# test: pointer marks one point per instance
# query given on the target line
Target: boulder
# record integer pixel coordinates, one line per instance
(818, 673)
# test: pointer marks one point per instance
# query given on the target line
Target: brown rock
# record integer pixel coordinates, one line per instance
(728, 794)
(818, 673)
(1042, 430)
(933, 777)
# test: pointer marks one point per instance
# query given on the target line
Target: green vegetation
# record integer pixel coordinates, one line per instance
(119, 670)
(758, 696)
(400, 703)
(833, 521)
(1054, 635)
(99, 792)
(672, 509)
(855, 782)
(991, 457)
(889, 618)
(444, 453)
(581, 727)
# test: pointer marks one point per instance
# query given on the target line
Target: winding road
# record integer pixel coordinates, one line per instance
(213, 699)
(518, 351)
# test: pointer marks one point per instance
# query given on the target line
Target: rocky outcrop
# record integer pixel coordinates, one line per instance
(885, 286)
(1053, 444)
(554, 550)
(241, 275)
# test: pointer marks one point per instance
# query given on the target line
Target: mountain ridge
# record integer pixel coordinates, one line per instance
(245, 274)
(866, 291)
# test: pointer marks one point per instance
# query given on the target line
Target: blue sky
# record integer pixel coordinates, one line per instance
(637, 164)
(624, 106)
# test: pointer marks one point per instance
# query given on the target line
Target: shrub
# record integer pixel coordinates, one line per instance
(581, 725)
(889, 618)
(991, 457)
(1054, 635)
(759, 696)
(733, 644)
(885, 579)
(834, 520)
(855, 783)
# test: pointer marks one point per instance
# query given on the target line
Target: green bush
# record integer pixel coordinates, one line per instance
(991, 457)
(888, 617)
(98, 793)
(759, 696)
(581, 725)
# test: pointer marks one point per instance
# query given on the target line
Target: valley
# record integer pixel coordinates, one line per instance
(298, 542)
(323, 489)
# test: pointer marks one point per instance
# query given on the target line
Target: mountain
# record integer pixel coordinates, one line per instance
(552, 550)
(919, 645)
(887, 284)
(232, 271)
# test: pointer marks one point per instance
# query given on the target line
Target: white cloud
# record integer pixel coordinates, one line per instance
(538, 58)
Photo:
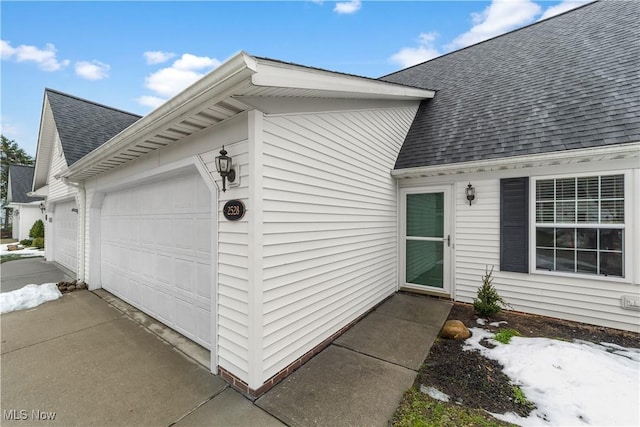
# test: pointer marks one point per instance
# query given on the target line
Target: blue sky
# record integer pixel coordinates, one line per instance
+ + + + + + +
> Your instructions:
Find the word "mountain" in the material, then list each line that holds it.

> The answer:
Target: mountain ridge
Target: mountain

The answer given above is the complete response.